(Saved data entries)
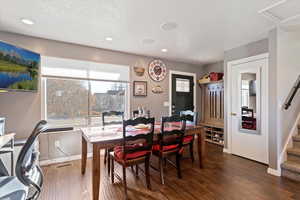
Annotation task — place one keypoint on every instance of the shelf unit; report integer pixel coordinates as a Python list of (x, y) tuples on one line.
[(212, 116), (214, 134)]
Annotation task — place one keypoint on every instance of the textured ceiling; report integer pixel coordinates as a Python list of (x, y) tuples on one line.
[(205, 28)]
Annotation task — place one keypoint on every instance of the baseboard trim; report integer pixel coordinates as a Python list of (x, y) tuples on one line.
[(226, 151), (274, 172), (62, 159)]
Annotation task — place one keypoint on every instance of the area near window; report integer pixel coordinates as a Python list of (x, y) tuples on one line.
[(76, 93)]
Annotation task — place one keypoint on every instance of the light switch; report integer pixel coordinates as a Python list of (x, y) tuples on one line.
[(166, 104)]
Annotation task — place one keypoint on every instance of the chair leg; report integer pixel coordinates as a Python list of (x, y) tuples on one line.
[(112, 170), (178, 157), (147, 172), (124, 182), (192, 151), (108, 162), (105, 156), (137, 171), (161, 169)]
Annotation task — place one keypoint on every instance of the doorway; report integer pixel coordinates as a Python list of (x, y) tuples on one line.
[(248, 108), (182, 92)]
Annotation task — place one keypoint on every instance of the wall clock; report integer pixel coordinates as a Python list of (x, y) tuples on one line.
[(157, 70)]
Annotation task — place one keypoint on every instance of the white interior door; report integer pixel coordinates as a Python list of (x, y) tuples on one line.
[(249, 134)]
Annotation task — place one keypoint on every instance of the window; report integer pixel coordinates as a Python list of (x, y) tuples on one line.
[(79, 99), (245, 93)]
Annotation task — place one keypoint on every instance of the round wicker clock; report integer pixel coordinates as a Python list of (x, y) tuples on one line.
[(157, 70)]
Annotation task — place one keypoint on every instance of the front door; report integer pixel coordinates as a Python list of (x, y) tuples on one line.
[(182, 93), (249, 137)]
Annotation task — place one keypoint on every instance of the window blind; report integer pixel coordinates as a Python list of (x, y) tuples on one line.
[(78, 69)]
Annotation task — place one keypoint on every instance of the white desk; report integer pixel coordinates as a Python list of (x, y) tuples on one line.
[(5, 139)]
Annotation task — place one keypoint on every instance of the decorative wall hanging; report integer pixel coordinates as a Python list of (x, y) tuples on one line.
[(157, 89), (139, 71), (157, 70), (140, 88)]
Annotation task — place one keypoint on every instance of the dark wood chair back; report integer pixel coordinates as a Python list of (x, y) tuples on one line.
[(174, 133), (106, 115), (135, 142), (190, 116), (27, 170), (135, 113)]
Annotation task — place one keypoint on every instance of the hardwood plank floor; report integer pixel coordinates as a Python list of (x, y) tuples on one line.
[(224, 177)]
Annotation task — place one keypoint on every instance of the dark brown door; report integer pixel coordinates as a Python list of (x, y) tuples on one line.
[(182, 93)]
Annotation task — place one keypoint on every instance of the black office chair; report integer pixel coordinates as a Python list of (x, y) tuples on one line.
[(29, 175)]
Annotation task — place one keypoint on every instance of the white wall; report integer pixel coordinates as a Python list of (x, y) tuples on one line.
[(288, 70)]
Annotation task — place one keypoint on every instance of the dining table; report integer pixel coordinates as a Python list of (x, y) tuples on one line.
[(103, 137)]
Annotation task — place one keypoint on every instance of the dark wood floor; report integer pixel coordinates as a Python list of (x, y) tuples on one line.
[(225, 177)]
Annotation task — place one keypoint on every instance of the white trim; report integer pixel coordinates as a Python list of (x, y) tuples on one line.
[(288, 142), (170, 87), (62, 159), (231, 64), (274, 172), (225, 150)]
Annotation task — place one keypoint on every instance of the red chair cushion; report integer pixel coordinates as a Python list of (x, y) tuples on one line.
[(187, 139), (165, 148), (119, 153)]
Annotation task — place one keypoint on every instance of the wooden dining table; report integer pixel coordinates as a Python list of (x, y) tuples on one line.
[(110, 136)]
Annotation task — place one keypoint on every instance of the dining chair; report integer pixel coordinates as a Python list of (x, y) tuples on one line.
[(170, 143), (135, 149), (29, 176), (111, 118), (188, 140), (135, 113)]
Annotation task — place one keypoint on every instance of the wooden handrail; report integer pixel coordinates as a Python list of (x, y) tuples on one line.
[(292, 94)]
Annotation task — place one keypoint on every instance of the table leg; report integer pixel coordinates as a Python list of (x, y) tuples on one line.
[(201, 148), (12, 158), (96, 172), (83, 156)]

> _TASK PROMPT_: Copy out every row above word for word, leaving out the pictures.

> _TASK OUTPUT_:
Annotation task — place one keypoint on every instance of the shelf unit; report integer pixel coordinates as a Python list of (x, y) tuples on one line.
[(212, 116), (214, 134)]
Annotation task — place one keypoint on every instance of the textured ceiling; report integer pixel coordinates as a Python list of (x, y) tuples on one line.
[(205, 28)]
Annotation task — place one keypoint on every instance of the baseboard trim; report integer pixel coordinates as a Python list of (x, y) tuples on one line.
[(226, 151), (274, 172), (62, 159)]
Annotation task — place one keypoint on every instance of the area near window; report integer pixel coordinates as a Python list of (x, y) tuples on one line.
[(76, 93)]
Annotation task — place one keypoint on every instance of the light switch; report integer pixel coordinates as a Python list of (x, y) tuples on one line.
[(166, 104)]
Annotation task — place one keypoint on every instance of the chair leg; report integer pixel coordinates as a Python list of (x, y) tuples on one line.
[(112, 170), (178, 157), (147, 172), (124, 182), (192, 151), (108, 162), (105, 156), (137, 171), (161, 169)]
Annotation task — place one keypoint on every instance of the doorway; report integer pixel coordinates as a Python list of (x, y) tuples on one line.
[(248, 108), (182, 92)]
Annotation task — place one keypoint on every instance of the wall clock; report integer pixel coordinates as a Python list of (x, y) tuples on one line.
[(157, 70)]
Annotation task — place one keypoint on every instance of the white interior door; report integer pixel coordinates as a Python list of (x, y) tuples on one line.
[(249, 134)]
Annotation task — place one keypoint on every instance of the window; report integer pixel coordinates as a Python list of (x, y) tuples on one line.
[(79, 99), (245, 93)]
Annotation task — place one keypoint on every instance of the round wicker clock; report integer pixel coordinates as a Python list of (x, y) tuples on one line.
[(157, 70)]
Annotation task — place one keypoint on every instance of the front door; report integer pixel coordinates as a Python list of (x, y) tuples on one line.
[(182, 93), (249, 137)]
Annotation task — place one keypoint on every instance of the window blind; report integer pixel coordinates as a Python list of (x, y) tuples on one line.
[(78, 69)]
Annotation task — place one keypoint on every instance of the white desk; report integer pixel coordinates as a Python list of (x, y) tuples on one line.
[(5, 139)]
Annotation task — place one keypoint on every instance of the decorative wall hanging; report integer pixel coordinates as a Python list of (x, y) tuples on one line.
[(157, 89), (139, 71), (157, 70), (140, 88)]
Annotation task — place one keypoint on every instance of the dark wood chair back; report integer pixel coordinates as a Python list of (x, y) tuples on one line.
[(174, 133), (106, 115), (135, 142), (190, 116), (27, 170), (135, 113)]
Annotation task — place one keypoint on every instance of the hardwood plank floor; report integer pixel coordinates as a Python list of (x, y) tuples on one line.
[(224, 177)]
Annotation task — place one keypoint on every instance of the dark brown door; report integer pixel coordinates as a Python list of (x, y) tuples on one line.
[(182, 93)]
Annotation task — place one keypoint on every instance of the black office chair; report integer pixel coordinates as a Python list of (x, y) tuples on one line.
[(29, 175)]
Annotation task — place one keypoint on every instance of the white wall; report integer pixel coordinates as a Python list of (x, y) tuples on one line.
[(288, 70)]
Annotation task — place one keypoint on every instance of the dining table; report integer pixel coordinates as a Python list of (x, y) tuples on one line.
[(103, 137)]
Annotation task — place one keypoint on every instance of the dark wood floor; report integer pixel coordinates as a Python list of (x, y) tuples on one line.
[(225, 177)]
Annotation task — place one keypoint on every instance of the white trim; report integer pixel coordinates as a Python list of (x, y) tuples on one line.
[(288, 142), (170, 87), (62, 159), (231, 64), (274, 172), (225, 150)]
Annotation task — place one keypoint on every instance of the red chair cushion; report integer pixel coordinates as a Python list of (x, y) tuples on one line.
[(187, 139), (165, 148), (119, 153)]
Annotation task — place one keypoint on every instance of the wooden dining table; report integer pixel coordinates as a Python list of (x, y) tuples on one line.
[(110, 136)]
Annotation task — place one keypoint on every instance of the dining chair; report integer pixel coordinates as a Python list of (x, y) tuples on one line.
[(170, 143), (135, 149), (29, 176), (111, 118), (188, 140), (135, 113)]
Annotation task — place one keypoint on every instance of the wooden handrail; report integer pixel coordinates as a Python list of (x, y) tuples on one line.
[(292, 94)]
Annotation task — place one keypoint on every instance of the table leg; report integer pixel coordinates as a Python list of (x, y) tuples on one line.
[(201, 148), (12, 158), (96, 172), (83, 156)]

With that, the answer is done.